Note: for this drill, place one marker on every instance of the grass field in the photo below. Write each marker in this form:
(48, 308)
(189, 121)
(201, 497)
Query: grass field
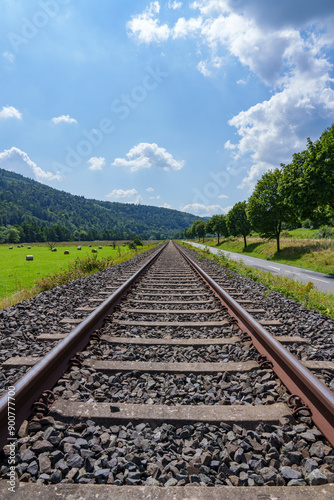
(17, 274)
(307, 253)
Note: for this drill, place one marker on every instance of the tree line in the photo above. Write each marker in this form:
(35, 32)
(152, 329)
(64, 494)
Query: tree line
(283, 198)
(34, 212)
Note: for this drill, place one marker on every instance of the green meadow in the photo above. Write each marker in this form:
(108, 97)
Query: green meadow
(17, 274)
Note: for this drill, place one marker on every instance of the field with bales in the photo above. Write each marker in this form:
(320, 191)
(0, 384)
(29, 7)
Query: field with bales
(21, 278)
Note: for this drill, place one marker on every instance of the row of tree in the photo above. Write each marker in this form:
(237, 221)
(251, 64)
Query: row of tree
(303, 189)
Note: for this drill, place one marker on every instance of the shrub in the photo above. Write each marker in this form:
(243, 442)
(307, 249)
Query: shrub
(324, 232)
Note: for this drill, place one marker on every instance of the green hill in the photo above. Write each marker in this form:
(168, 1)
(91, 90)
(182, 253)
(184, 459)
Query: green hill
(43, 213)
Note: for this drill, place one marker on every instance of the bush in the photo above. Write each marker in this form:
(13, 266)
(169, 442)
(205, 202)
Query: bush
(324, 232)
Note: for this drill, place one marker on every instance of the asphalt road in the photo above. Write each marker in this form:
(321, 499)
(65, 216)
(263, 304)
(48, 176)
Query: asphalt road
(323, 282)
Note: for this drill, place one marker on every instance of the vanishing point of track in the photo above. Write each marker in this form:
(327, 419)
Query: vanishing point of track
(168, 307)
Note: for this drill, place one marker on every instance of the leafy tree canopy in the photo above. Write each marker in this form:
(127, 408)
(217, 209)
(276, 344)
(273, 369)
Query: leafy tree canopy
(266, 208)
(308, 181)
(238, 222)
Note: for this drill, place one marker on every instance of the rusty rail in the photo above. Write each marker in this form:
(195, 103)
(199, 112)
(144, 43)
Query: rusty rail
(47, 372)
(312, 393)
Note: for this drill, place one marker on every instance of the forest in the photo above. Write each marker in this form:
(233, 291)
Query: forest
(33, 212)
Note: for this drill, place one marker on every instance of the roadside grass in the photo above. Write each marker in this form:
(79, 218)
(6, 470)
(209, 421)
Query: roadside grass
(21, 279)
(304, 293)
(312, 254)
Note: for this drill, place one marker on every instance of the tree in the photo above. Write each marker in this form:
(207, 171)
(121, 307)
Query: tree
(219, 225)
(267, 208)
(209, 227)
(194, 228)
(307, 183)
(200, 230)
(238, 222)
(188, 233)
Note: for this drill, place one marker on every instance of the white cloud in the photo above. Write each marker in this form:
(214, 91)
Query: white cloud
(174, 5)
(96, 163)
(10, 112)
(9, 56)
(125, 195)
(284, 44)
(146, 28)
(146, 155)
(204, 210)
(16, 160)
(185, 27)
(229, 145)
(64, 119)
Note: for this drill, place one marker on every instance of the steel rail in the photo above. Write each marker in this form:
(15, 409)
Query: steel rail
(46, 373)
(298, 379)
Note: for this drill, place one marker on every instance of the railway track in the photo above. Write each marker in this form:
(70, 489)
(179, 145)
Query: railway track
(177, 386)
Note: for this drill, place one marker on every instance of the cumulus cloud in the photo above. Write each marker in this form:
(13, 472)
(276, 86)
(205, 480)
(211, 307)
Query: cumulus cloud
(96, 163)
(285, 46)
(64, 119)
(204, 210)
(146, 28)
(17, 161)
(145, 155)
(174, 5)
(10, 112)
(125, 195)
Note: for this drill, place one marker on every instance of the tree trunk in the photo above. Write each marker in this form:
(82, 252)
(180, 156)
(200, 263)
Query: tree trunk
(278, 235)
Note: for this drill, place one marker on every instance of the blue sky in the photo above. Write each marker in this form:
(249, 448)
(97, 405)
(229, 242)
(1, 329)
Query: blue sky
(168, 103)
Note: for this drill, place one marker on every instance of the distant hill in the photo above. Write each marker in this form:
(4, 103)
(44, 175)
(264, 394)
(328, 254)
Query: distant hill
(38, 208)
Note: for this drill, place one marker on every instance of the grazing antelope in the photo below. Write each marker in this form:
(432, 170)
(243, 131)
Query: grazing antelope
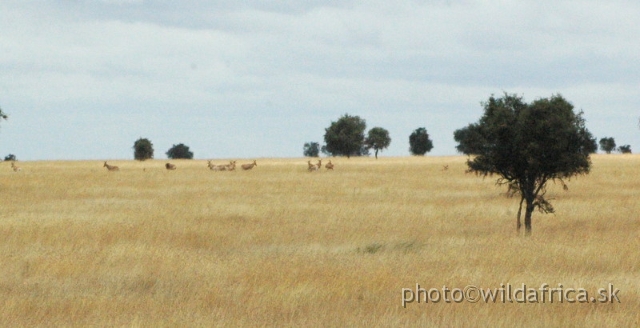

═══

Your task → Go through the listing, and whenever a line contains the string "below", copy that line.

Output for this task →
Note: for this drill, place one marker on every instance of the grass field in the photo below. Write each marker in this form:
Note: for this drill, place one marker on every instance of the grazing antelope in the photo below. Write each marker in this form:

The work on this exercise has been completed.